EXTRACTED TEXT —
>> begin

Recently in Collaboration Category

If you have been following recent XML Technologies blog entries, you will notice we have been talking a lot lately about XML Smart Content, what it is and the benefits it can bring to an organization. These include flexible, dynamic assembly for delivery to different audiences, search optimization to improve customer experience, and improvements for distributed collaboration. Great targets to aim for, but you may ask are we ready to pursue these opportunities? It might help to better understand the technology landscape involved in creating and delivering smart content.

The figure below illustrates the technology landscape for smart content. At the center are fundamental XML technologies for creating modular content, managing it as discrete chunks (with or without a formal content management system), and publishing it in an organized fashion. These are the basic technologies for "one source, one output" applications, sometimes referred to as Singe Source Publishing (SSP) systems.

SCLandscape.jpg

The innermost ring contains capabilities that are needed even when using a dedicated word processor or layout tool, including editing, rendering, and some limited content storage capabilities. In the middle ring are the technologies that enable single-sourcing content components for reuse in multiple outputs. They include a more robust content management environment, often with workflow management tools, as well as multi-channel formatting and delivery capabilities and structured editing tools. The outermost ring includes the technologies for smart content applications, which are described below in more detail.

It is good to note that smart content solutions rely on structured editing, component management, and multi-channel delivery as foundational capabilities, augmented with content enrichment, topic component assembly, and social publishing capabilities across a distributed network. Descriptions of the additional capabilities needed for smart content applications follow.

>> end

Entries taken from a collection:
>> begin

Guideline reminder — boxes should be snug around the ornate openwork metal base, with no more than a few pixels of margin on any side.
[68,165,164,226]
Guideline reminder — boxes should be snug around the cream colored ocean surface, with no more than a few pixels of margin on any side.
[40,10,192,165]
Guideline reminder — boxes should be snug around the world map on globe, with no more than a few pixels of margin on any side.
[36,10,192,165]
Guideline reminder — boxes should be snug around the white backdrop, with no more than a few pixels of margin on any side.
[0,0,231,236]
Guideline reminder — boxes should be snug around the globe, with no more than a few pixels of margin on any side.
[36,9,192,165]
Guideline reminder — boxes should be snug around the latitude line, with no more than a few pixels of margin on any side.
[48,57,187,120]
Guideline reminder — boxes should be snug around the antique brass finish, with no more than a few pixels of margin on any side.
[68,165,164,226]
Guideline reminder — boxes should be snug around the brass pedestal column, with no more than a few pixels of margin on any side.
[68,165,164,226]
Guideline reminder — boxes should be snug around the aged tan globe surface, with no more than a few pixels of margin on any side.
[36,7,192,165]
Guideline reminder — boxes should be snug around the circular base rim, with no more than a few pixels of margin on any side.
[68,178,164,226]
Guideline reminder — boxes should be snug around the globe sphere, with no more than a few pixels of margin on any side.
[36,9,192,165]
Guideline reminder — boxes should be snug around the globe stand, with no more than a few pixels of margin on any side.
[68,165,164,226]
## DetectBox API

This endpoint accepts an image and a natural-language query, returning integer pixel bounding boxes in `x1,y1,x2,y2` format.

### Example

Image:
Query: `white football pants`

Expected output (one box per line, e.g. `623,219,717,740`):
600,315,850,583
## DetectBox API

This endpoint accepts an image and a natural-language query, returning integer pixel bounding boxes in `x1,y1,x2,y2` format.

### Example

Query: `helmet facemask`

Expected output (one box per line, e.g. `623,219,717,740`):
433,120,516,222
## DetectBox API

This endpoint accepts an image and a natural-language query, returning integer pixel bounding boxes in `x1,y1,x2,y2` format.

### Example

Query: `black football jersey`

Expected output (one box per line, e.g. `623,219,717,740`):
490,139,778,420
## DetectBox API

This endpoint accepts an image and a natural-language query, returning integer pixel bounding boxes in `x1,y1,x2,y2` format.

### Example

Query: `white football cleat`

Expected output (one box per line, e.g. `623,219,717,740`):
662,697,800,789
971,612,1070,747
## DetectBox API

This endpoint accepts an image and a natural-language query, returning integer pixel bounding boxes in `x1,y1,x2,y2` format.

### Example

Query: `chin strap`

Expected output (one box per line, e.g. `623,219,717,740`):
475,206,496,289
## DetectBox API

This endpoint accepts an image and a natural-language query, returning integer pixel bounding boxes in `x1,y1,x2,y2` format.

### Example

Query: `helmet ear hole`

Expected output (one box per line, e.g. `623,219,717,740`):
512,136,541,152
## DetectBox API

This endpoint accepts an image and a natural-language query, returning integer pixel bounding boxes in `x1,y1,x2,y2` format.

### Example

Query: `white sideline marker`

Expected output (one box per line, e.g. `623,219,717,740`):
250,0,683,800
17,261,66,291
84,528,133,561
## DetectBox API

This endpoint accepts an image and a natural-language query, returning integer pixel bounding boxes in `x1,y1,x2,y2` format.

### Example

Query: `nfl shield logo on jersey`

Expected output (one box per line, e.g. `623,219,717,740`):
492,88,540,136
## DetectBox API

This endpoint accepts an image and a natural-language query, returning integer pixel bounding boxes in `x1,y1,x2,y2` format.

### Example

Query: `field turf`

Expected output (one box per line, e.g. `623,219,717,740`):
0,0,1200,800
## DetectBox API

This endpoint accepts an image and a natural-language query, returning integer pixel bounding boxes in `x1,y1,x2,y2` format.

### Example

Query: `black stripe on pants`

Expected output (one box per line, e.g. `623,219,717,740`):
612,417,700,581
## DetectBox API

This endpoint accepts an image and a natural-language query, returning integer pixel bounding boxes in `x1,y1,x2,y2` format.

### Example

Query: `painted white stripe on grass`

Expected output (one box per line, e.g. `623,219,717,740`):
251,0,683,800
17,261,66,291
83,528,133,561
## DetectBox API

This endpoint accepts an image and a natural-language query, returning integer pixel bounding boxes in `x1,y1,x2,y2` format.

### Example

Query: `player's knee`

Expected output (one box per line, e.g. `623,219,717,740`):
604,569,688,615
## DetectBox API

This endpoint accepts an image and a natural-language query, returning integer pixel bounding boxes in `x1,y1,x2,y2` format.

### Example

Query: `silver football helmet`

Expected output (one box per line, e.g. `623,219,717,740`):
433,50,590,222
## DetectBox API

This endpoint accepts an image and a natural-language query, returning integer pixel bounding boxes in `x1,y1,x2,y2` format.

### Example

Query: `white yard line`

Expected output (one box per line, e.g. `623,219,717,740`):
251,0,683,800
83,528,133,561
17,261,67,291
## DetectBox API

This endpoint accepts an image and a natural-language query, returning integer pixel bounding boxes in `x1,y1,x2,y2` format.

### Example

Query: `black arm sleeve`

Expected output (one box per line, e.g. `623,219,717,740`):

>> end

EXERCISE SET —
[1] Answer these from the smart content text:
(a) What benefits of XML Smart Content does it list?
(b) Which capabilities does the innermost ring contain?
(c) Which capabilities augment the foundational ones in smart content solutions?
[2] Print the smart content text from "It is good to" to "content applications follow.".
[3] Please turn the paragraph of the smart content text that begins "The innermost ring contains" into a short list, keeping its main facts.
Base every answer only on the smart content text.

TASK RESULTS —
[1]
(a) Flexible, dynamic assembly for delivery to different audiences, search optimization to improve customer experience, and improvements for distributed collaboration.
(b) Editing, rendering, and some limited content storage capabilities, which are needed even when using a dedicated word processor or layout tool.
(c) Content enrichment, topic component assembly, and social publishing capabilities across a distributed network.

[2]
It is good to note that smart content solutions rely on structured editing, component management, and multi-channel delivery as foundational capabilities, augmented with content enrichment, topic component assembly, and social publishing capabilities across a distributed network. Descriptions of the additional capabilities needed for smart content applications follow.

[3]
- Innermost ring: capabilities needed even with a dedicated word processor or layout tool, namely editing, rendering, and some limited content storage.
- Middle ring: technologies that enable single-sourcing content components for reuse in multiple outputs, including a more robust content management environment (often with workflow management tools), multi-channel formatting and delivery, and structured editing tools.
- Outermost ring: technologies for smart content applications.